Task requirements = Each record below must be retyped exactly, with nothing left out.
************
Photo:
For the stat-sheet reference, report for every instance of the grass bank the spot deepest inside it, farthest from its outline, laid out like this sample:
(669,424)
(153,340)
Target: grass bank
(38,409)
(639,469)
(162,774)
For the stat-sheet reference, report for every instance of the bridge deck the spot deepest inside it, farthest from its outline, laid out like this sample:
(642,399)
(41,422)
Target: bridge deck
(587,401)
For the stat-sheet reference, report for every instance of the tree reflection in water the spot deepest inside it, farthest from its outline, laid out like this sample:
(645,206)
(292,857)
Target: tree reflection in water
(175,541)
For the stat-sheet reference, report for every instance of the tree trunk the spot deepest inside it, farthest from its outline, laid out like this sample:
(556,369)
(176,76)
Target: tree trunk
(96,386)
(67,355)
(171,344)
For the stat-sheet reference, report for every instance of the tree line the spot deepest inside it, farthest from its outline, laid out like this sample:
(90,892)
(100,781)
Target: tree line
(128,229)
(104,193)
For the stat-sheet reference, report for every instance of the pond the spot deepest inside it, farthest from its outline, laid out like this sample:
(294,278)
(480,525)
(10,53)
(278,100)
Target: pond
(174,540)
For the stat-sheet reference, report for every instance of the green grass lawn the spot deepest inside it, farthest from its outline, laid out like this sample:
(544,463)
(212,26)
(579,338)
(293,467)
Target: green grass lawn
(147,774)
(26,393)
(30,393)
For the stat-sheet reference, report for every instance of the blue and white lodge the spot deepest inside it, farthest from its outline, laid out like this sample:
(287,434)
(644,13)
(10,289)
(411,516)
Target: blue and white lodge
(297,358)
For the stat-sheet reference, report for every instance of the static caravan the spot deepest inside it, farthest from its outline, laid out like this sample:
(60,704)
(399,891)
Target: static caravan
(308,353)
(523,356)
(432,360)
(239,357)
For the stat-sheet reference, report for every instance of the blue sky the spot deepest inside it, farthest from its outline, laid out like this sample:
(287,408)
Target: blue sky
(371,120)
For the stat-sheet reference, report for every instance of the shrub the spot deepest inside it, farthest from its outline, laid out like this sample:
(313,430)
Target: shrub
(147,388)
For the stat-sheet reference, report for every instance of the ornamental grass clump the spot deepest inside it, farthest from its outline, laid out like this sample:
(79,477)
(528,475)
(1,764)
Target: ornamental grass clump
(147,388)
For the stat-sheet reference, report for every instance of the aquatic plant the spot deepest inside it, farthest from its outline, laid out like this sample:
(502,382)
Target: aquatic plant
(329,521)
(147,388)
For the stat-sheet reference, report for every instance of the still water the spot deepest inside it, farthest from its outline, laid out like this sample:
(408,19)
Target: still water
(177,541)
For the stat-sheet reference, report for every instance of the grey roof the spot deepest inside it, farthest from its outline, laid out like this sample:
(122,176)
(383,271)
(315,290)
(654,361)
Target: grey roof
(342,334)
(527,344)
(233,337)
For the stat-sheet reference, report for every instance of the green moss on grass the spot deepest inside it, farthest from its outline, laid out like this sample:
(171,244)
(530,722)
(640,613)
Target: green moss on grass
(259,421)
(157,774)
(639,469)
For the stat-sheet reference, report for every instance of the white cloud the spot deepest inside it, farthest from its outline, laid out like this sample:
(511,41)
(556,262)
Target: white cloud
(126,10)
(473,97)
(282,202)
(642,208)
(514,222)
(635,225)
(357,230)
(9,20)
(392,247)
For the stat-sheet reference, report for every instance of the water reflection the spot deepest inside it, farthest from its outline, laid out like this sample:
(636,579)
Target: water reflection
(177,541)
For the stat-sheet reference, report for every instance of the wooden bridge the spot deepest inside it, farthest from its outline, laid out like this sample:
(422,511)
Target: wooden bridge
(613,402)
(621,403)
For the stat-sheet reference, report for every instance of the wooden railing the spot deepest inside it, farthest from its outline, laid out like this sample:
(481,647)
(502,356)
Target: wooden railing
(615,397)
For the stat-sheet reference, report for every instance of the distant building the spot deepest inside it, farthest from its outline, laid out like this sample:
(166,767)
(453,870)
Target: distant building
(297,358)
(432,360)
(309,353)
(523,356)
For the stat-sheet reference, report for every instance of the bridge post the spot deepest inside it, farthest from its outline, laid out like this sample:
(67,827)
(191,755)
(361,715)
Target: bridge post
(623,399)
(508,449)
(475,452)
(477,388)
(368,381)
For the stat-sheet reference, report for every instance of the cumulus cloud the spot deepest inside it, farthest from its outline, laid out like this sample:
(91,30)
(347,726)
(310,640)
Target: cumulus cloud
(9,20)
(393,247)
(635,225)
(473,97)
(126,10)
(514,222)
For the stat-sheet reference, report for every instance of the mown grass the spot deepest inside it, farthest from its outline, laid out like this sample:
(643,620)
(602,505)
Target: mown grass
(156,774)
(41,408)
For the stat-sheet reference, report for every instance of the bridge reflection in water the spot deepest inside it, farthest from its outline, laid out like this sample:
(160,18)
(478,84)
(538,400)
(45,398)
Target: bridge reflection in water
************
Task answer =
Photo:
For the stat-sheet reference, report for every instance of the grass bank the spot deepest inside it, farthest from its outline, laid out like this sample:
(669,424)
(153,340)
Target: grass bank
(38,409)
(639,469)
(162,774)
For the stat-sheet reference, report for every instance of the bridge deck the spot deepest inside it, farthest from its outline, laid out like this sample:
(642,399)
(41,422)
Target: bridge deck
(587,401)
For the stat-sheet reference, report for every instance of the tree reflection in water the spot deepest inside it, farthest from its outline, laid out like this sample:
(645,206)
(292,857)
Target: tree reflection in water
(175,541)
For the stat-sheet reference, report for every instance of the tree trunk the spot deepest inside it, farthest from its outline, laid out like this sample:
(556,369)
(176,76)
Target: tree trunk
(96,386)
(67,355)
(171,344)
For the stat-sheet reference, report for every instance of the tree line the spot deepest inside it, farthest from its outline, laid out like this sample:
(90,892)
(100,781)
Target: tree line
(128,229)
(104,193)
For the stat-sheet reference, report for every instance of the pond the spot deepest inside it, farthest from its outline, laid out like this sample:
(294,278)
(480,525)
(10,53)
(278,100)
Target: pond
(174,540)
For the stat-sheet reference, report for every instance of the green grass lawn the spot deepest inside it, farthest from its outline, laid out like this sample:
(544,463)
(212,26)
(579,338)
(293,467)
Target: green grass lawn
(147,774)
(26,393)
(30,393)
For the stat-sheet reference, report for every instance of the blue and white lodge the spot deepest inside it, farthest from its outline, laid out like this sample:
(287,434)
(644,13)
(10,289)
(411,516)
Target: blue and white lodge
(297,358)
For the stat-sheet reference, report for every instance of the static caravan the spot deepest inside it, farthest from its outline, laid out like this sample:
(60,704)
(399,891)
Target: static caravan
(308,353)
(523,356)
(432,360)
(239,357)
For the stat-sheet reference, report for every instance of the blue sky the spot deepest inside it, farthest from its outline, laid out like this sample:
(287,408)
Target: blue sky
(371,120)
For the stat-sheet reference, report for every instance of the shrub the spot deepest inside it, farthest from its outline, laid out like this sample:
(313,430)
Target: shrub
(147,388)
For the stat-sheet reference, report for every instance of the ornamental grass clump the spot deepest inside it, farthest from its outline, laid out like this sample:
(79,477)
(528,475)
(1,764)
Target: ornamental grass clump
(147,388)
For the stat-sheet reference, report for every instance of the aquatic plant the spot deepest inside it, farthest from its outline, laid out like this sample:
(502,382)
Target: aquatic plant
(329,521)
(147,388)
For the stat-sheet reference, report for every instance of the still water the spot deepest inside it, farthest from its outline, laid out like this sample:
(408,19)
Target: still water
(177,541)
For the stat-sheet reference, report for every instance of the grey roof the spot deepest inside it, farthest from its outline, laid out like this sample:
(122,176)
(383,271)
(315,290)
(654,361)
Target: grey roof
(342,334)
(527,344)
(233,337)
For the stat-sheet reference, report for every instance of the green moss on grass the spot deepest inside it, farthest from its outline, laid out like this sample:
(171,244)
(530,722)
(640,613)
Target: green moss on grass
(259,421)
(157,774)
(639,469)
For the stat-sheet reference, report for every instance of the white cloud the spot deepest inside it, farthest from its outline, laid out like this sample:
(511,41)
(556,262)
Target: white cloud
(126,10)
(473,97)
(282,202)
(642,208)
(514,222)
(635,225)
(357,230)
(9,20)
(392,247)
For the stat-sheet reference, report for every instance of the water reflection the spot deepest inside it, farthest from its outline, laid out like this sample:
(636,579)
Target: water reflection
(177,541)
For the stat-sheet reference, report for every instance of the wooden bridge the spot deepest inside it, farthest from its outline, laid out like this sample:
(422,511)
Target: wooden bridge
(613,402)
(621,403)
For the stat-sheet reference, report for every instance of the wooden railing the spot deepest inside it, farthest from its outline, laid out like this sample:
(481,647)
(502,356)
Target: wooden railing
(615,397)
For the stat-sheet reference, report for every instance of the distant building the spot deepest inside it, farthest from its outline, laid out like this sample:
(166,767)
(453,870)
Target: distant building
(297,358)
(432,360)
(309,353)
(523,356)
For the stat-sheet reference, report for every instance of the bridge post the spot deepest inside it, farthest from its outline, laid out like this sample:
(67,827)
(191,755)
(361,715)
Target: bridge post
(623,399)
(508,449)
(475,452)
(477,388)
(368,381)
For the stat-sheet reference, report for every instance of the cumulus cloud the spot deepest inside it, farthest from its outline, laid out like this sample:
(91,30)
(347,726)
(310,640)
Target: cumulus cloud
(9,20)
(393,247)
(635,225)
(473,97)
(126,10)
(514,222)
For the stat-sheet reference, report for every instance of the mown grass the spot deepest inside it, farthest from its outline, laid out like this sample:
(643,620)
(602,505)
Target: mown grass
(156,774)
(41,408)
For the stat-sheet reference, report for every instance of the bridge reflection in water the spot deepest inside it, farthest from its outline, laid out like this sample:
(160,18)
(478,84)
(538,400)
(45,398)
Target: bridge reflection in water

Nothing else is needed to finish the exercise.